◆ ASSIGNED TASK 1 ◆
Answer these questions using the EDL reference below:
(a) How many types of comments does EDL define?
(b) Besides the full path to the file, what must the URI in an import include?
(c) Where must primitive and external types be declared relative to namespaces?

◆ DOCUMENT EXTRACT ◆
*** Begin section ***

Reference - EDL

Introduction

This document describes the Enfinity Definition Language (EDL).

The syntax for each language element is described using railroad diagrams. See http://en.wikipedia.org/wiki/Syntax_diagramfor more information.

References

Core Language

Comments

EDL defines 3 types of comments: single-line comments, multi-line comments and parser-agnostic comments.

Example.edl
// This is a single line comment. It ends with the line break.

/**
 * This is a multi-line comment. It should be written using the typical Java syntax.
 */

/##
 # This is a parser-agnostic comment. It can be contained in an EDL file, but will
 # be ignored by the parser, so it will not be contained in the resulting EDL model
 # and cannot be processed further.
 #/

Any language element can have an associated description, which is reflected by a multi-line comment in front of it.

Imports

All references to types that are defined in a different EDL file must be explicitly declared using an import statement. The import consists of a URI to the EDL file containing the wished type. The URI points to a file, not a model element, so it must include the full path to the file and the file ending.

Example.edl
import "enfinity:/core/src/com/intershop/SomeEDLFile.edl";

Note

The enfinity: schema should be used for importing model files which can be located in a source cartridge or in a compiled cartridge in an Enfinity installation. It is also possible to use other URI schemas that are supported by EMF.

Primitive Types

All primitive types that are used in an EDL model must be declared. There are no built-in primitive types in the language itself.

Example.edl
primitive boolean;
primitive int;
primitive string;

Basically, any primitive type can be declared. However, there are restrictions which primitive types the JGen code generator actually understands and is able to handle. Refer to the JGen documentation for details. The Core cartridge comes with some often-needed types that are supported by the JGen code generator. This file can be imported into own EDL models, so it is not necessary to declare the same primitive types again and again (though it would work, too).

Example.edl
import "enfinity:/core/edl/com/intershop/beehive/core/types.edl";

External Types

External types represent types that are used in EDL, but are not fully defined in EDL. They form an alias for an existing Java type, so that the type can be used in the model.

Example.edl
external Collection type "java.util.Collection";

Namespaces

A namespace can be compared with a Java package. It groups complex types into logical units. Namespaces can be nested. Alternatively, the name of the namespace can reflect the nesting by using a Java-like syntax. An EDL file can contain multiple namespaces.

Example.edl
namespace com
{
    namespace intershop
    {
    }
}

namespace com.intershop
{
    // this is equivalent
}

Primitive and external types have no namespace, so they must be declared outside of the namespaces (e.g. in front of them). On the other hand, complex types such as ORM classes always must have a namespace, so they can only be declared within a namespace.

*** End section ***

◆ INFORMATION SHOWN ◆
*** Begin section ***

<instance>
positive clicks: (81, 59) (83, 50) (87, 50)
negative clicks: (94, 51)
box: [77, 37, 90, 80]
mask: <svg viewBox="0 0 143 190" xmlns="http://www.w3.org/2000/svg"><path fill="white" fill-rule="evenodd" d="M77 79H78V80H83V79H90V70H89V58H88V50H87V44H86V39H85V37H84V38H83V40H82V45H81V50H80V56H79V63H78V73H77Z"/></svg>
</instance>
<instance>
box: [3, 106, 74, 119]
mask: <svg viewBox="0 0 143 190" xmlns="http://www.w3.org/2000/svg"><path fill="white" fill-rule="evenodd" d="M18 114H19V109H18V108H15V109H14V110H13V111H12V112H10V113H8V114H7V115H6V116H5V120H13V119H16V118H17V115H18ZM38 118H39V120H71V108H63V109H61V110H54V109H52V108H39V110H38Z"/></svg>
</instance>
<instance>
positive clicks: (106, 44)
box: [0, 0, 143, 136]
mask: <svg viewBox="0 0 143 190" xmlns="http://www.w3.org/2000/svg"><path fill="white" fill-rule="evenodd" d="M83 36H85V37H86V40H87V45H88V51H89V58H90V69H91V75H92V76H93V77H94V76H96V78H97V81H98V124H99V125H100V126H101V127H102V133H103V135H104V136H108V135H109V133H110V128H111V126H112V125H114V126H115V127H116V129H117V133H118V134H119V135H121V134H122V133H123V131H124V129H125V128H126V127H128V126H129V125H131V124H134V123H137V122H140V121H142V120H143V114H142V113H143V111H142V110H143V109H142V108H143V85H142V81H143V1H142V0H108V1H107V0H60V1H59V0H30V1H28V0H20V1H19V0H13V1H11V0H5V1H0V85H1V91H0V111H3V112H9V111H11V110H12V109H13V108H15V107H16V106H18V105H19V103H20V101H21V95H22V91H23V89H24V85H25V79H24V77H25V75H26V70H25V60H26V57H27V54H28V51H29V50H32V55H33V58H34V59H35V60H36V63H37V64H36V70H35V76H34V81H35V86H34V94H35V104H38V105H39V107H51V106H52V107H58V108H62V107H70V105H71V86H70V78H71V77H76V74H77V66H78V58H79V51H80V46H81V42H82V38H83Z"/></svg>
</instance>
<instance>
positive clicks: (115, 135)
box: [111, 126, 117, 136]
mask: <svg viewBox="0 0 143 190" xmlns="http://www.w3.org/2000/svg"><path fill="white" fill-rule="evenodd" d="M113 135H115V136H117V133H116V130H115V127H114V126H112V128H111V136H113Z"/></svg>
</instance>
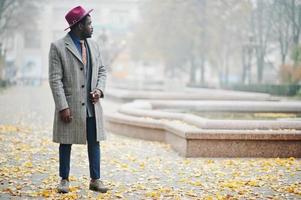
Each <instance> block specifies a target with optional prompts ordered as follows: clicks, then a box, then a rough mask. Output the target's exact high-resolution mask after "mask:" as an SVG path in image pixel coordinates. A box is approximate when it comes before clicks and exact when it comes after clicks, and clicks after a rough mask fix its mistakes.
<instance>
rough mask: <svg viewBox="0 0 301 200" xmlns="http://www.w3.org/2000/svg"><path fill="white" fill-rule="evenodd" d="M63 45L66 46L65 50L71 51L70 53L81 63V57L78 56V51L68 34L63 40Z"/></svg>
mask: <svg viewBox="0 0 301 200" xmlns="http://www.w3.org/2000/svg"><path fill="white" fill-rule="evenodd" d="M64 41H65V44H66V48H67V49H68V50H69V51H71V53H72V54H73V55H74V56H75V57H76V58H77V59H78V60H79V61H80V62H81V63H83V61H82V57H81V55H80V54H79V52H78V50H77V49H76V46H75V44H74V42H73V41H72V38H71V36H70V35H69V34H67V35H66V36H65V38H64Z"/></svg>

*** End section ***

◆ ASSIGNED TASK 2 ◆
Return every line of the entries above that contains the word "positive".

◆ EXERCISE ANSWER 1 ◆
(a) Three: single-line comments, multi-line comments and parser-agnostic comments.
(b) The file ending.
(c) Outside of the namespaces, for example in front of them.

◆ EXERCISE ANSWER 2 ◆
positive clicks: (81, 59) (83, 50) (87, 50)
positive clicks: (106, 44)
positive clicks: (115, 135)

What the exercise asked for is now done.